■ **DATA FOR THE TASK**:
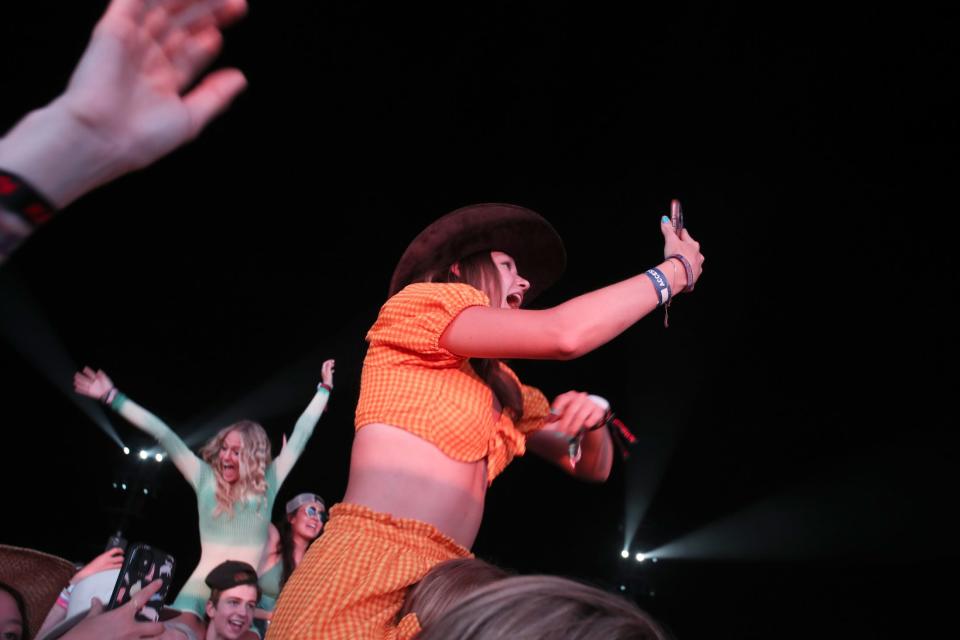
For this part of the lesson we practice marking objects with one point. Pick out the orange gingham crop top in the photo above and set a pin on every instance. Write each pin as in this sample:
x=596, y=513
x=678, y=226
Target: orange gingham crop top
x=411, y=382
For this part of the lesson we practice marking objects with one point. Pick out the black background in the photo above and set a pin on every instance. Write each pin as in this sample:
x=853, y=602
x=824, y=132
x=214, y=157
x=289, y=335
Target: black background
x=795, y=417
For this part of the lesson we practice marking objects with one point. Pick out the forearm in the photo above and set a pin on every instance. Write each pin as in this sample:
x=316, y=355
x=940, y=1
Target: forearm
x=302, y=431
x=586, y=322
x=180, y=454
x=58, y=155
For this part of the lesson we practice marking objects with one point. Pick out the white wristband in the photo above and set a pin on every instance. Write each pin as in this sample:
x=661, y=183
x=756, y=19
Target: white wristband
x=600, y=402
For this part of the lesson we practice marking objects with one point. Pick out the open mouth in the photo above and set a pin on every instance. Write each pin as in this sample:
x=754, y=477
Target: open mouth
x=237, y=624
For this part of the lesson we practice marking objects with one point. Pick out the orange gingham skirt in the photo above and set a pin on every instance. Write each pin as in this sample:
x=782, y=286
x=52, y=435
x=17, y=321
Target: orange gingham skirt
x=352, y=581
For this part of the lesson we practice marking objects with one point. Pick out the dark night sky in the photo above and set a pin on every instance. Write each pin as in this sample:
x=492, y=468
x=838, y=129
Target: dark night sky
x=794, y=418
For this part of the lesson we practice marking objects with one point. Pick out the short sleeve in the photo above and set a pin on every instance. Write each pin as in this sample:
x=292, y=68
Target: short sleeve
x=413, y=320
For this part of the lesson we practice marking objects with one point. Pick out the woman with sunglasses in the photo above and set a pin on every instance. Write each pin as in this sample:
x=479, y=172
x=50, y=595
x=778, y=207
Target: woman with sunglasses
x=235, y=479
x=306, y=515
x=440, y=415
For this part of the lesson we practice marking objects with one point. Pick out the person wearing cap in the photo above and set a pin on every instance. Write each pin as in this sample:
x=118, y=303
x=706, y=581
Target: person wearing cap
x=306, y=514
x=440, y=415
x=235, y=479
x=229, y=610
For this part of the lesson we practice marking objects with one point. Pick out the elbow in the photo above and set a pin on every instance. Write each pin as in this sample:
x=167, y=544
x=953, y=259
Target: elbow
x=567, y=347
x=567, y=340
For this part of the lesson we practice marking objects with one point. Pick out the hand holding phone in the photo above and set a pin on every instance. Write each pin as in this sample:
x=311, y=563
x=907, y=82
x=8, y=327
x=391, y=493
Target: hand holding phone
x=676, y=215
x=142, y=565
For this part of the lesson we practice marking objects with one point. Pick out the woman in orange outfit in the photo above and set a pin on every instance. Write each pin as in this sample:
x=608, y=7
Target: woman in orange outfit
x=440, y=415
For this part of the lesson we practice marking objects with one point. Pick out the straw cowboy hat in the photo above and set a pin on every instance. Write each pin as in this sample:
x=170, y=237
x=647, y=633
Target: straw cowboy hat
x=38, y=577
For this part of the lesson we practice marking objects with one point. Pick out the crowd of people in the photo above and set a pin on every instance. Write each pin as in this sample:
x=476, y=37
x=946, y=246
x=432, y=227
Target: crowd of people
x=440, y=414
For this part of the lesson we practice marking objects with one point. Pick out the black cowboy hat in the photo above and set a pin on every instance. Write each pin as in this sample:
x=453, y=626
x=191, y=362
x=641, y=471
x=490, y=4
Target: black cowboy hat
x=533, y=243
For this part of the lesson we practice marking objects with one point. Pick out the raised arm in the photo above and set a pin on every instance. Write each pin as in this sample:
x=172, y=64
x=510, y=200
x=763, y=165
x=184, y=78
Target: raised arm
x=577, y=326
x=302, y=431
x=96, y=384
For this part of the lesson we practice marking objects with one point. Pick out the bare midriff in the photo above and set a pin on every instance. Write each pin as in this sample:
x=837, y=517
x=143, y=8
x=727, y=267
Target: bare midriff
x=393, y=471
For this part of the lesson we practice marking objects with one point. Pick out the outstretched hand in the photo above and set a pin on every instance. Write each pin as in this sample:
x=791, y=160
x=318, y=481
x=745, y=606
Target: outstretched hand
x=120, y=623
x=90, y=383
x=683, y=244
x=109, y=559
x=326, y=372
x=128, y=88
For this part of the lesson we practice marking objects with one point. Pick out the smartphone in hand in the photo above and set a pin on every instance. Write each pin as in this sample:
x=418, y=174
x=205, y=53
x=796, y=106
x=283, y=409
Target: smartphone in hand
x=142, y=565
x=676, y=215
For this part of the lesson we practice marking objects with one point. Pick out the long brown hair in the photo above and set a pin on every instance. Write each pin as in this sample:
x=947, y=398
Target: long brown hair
x=445, y=585
x=543, y=607
x=479, y=271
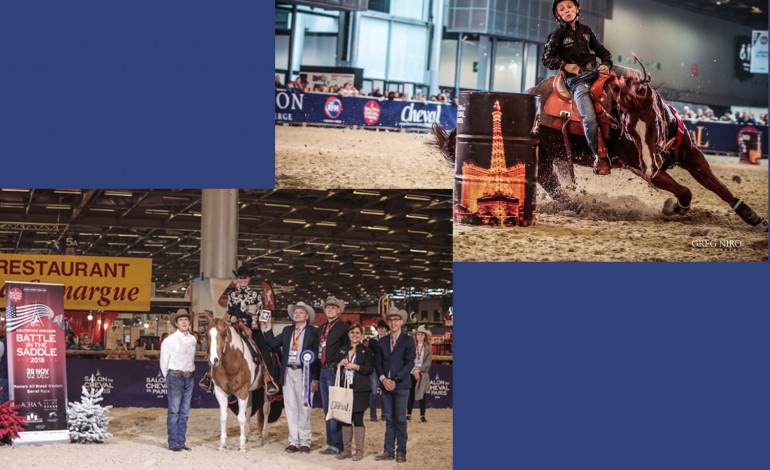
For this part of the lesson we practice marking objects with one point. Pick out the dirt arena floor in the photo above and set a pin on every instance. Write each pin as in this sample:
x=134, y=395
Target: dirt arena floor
x=621, y=220
x=328, y=158
x=139, y=441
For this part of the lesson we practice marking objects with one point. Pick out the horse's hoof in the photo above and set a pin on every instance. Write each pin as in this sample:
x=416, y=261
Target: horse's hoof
x=672, y=207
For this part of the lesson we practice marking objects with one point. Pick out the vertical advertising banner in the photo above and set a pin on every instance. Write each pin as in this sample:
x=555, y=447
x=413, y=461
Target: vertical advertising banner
x=759, y=52
x=37, y=373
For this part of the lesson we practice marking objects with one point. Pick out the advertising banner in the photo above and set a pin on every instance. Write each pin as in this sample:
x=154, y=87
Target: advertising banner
x=759, y=49
x=37, y=372
x=90, y=282
x=140, y=383
x=321, y=108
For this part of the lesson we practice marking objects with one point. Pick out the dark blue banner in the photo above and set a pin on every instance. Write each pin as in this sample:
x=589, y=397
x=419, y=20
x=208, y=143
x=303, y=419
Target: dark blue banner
x=140, y=383
x=722, y=137
x=321, y=108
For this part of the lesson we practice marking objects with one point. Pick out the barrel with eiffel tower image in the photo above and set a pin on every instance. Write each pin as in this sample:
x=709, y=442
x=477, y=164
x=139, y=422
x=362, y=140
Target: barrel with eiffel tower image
x=496, y=164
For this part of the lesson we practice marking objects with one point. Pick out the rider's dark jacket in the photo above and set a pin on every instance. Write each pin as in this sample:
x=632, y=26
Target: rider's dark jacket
x=568, y=46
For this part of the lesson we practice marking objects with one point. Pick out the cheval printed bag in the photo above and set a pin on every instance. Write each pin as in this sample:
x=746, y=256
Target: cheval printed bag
x=340, y=400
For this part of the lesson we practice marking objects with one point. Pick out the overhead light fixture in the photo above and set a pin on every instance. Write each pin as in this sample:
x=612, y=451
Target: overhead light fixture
x=362, y=192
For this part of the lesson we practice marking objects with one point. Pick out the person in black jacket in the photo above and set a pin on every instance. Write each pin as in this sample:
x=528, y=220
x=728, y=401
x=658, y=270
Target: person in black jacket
x=333, y=337
x=573, y=47
x=299, y=372
x=358, y=365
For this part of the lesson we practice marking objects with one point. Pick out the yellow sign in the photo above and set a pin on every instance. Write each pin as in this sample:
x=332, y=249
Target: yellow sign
x=90, y=282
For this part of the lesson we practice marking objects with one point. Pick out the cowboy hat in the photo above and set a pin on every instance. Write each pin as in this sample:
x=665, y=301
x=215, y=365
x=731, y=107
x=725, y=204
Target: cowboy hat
x=423, y=330
x=310, y=310
x=331, y=300
x=244, y=271
x=394, y=311
x=179, y=314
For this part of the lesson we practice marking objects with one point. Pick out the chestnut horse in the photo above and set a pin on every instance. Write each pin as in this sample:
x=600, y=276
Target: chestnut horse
x=235, y=372
x=647, y=137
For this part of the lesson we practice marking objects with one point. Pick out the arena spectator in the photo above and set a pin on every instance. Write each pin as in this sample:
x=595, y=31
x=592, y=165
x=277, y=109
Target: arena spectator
x=295, y=376
x=358, y=365
x=420, y=373
x=394, y=364
x=382, y=330
x=348, y=90
x=333, y=338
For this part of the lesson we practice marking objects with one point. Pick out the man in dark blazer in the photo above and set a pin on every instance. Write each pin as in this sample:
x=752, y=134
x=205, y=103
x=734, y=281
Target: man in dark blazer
x=394, y=363
x=299, y=372
x=333, y=337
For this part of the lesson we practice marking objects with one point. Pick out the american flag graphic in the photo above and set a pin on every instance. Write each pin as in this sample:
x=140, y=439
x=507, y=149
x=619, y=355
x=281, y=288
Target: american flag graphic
x=20, y=315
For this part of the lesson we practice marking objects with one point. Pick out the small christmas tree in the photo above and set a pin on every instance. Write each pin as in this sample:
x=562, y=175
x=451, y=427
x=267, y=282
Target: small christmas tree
x=87, y=419
x=11, y=422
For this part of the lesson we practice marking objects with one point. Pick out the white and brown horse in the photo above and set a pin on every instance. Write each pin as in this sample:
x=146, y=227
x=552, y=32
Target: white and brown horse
x=235, y=372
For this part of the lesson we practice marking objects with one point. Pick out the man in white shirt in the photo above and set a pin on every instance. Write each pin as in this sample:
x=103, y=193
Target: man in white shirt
x=177, y=363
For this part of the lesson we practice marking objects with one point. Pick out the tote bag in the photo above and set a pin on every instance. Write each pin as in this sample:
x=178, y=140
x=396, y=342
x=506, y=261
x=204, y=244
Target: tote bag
x=340, y=400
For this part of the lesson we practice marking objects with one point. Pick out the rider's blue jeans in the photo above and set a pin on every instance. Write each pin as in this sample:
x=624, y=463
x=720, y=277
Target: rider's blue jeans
x=581, y=90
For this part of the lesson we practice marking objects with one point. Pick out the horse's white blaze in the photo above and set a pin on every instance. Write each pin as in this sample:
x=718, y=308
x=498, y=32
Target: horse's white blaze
x=213, y=349
x=641, y=131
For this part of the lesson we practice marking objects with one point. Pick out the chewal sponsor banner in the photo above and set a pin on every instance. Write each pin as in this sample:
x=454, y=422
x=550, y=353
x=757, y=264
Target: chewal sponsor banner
x=140, y=383
x=322, y=108
x=90, y=282
x=37, y=372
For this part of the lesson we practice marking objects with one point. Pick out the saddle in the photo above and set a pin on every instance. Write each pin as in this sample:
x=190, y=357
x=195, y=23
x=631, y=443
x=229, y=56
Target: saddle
x=560, y=110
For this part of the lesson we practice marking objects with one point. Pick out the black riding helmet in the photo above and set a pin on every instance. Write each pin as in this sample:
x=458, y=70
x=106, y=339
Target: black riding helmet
x=556, y=2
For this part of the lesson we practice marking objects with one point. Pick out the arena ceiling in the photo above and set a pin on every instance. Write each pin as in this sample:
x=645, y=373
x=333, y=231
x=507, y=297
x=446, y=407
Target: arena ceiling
x=752, y=13
x=356, y=244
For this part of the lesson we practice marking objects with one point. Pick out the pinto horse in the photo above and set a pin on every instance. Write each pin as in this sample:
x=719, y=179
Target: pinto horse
x=646, y=136
x=235, y=372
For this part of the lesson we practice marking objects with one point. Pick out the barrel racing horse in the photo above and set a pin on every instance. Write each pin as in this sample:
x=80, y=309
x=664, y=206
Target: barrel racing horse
x=639, y=131
x=235, y=372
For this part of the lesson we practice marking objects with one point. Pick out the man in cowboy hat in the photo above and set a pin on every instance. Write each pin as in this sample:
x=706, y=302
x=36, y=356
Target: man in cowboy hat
x=299, y=372
x=382, y=330
x=243, y=306
x=393, y=364
x=334, y=335
x=177, y=356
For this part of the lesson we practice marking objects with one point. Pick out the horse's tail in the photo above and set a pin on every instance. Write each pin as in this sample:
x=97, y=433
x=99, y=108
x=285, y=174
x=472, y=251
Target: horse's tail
x=445, y=143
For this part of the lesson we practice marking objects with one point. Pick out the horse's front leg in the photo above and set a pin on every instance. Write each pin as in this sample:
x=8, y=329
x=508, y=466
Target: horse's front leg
x=244, y=412
x=222, y=400
x=678, y=206
x=695, y=162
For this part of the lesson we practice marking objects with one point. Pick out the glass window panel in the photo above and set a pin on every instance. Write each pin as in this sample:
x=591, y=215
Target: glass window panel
x=408, y=53
x=408, y=8
x=509, y=62
x=372, y=46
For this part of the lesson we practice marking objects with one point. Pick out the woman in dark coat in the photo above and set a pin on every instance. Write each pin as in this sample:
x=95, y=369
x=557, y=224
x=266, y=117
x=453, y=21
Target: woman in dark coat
x=357, y=362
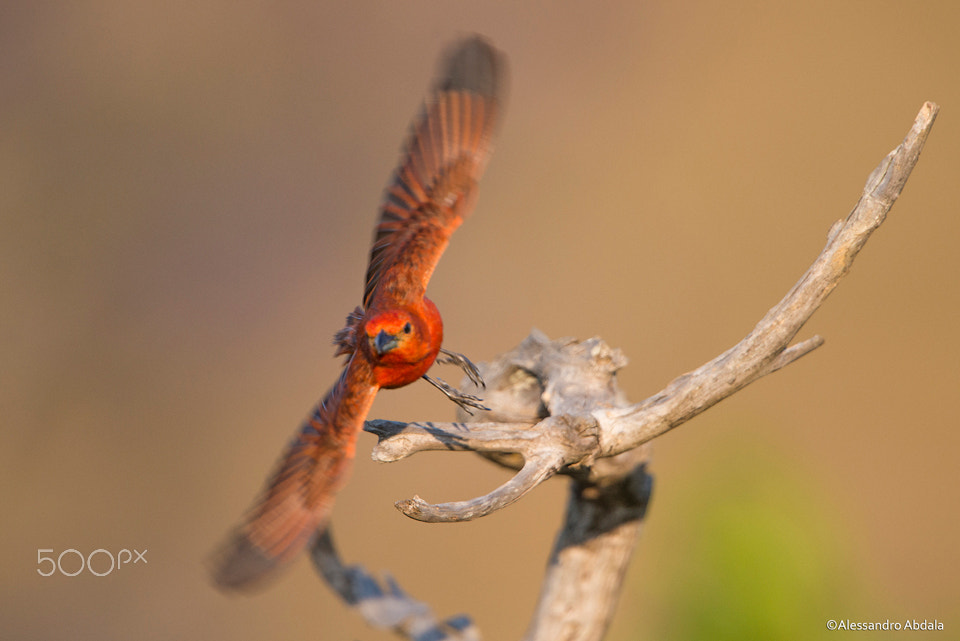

■ **SHORT EXERCISE**:
Rewrite the records from the start through the line containing "x=795, y=417" (that line included), replacing "black background" with "dark backdrop" and changing nothing else. Leave the pictures out.

■ **WRITTEN RESPONSE**:
For this part of the lesson we practice marking objects with one point. Pick out the orange gingham crop top in the photo above and set a pin on every instance. Write each pin as in this sample:
x=596, y=513
x=678, y=226
Target: orange gingham crop top
x=411, y=382
For this part of the lesson we practice marking objects with one point. Pick out the dark backdrop in the photo above and set a pin on every instance. Write each pin as in this sample:
x=853, y=602
x=824, y=132
x=214, y=157
x=289, y=335
Target: dark backdrop
x=795, y=417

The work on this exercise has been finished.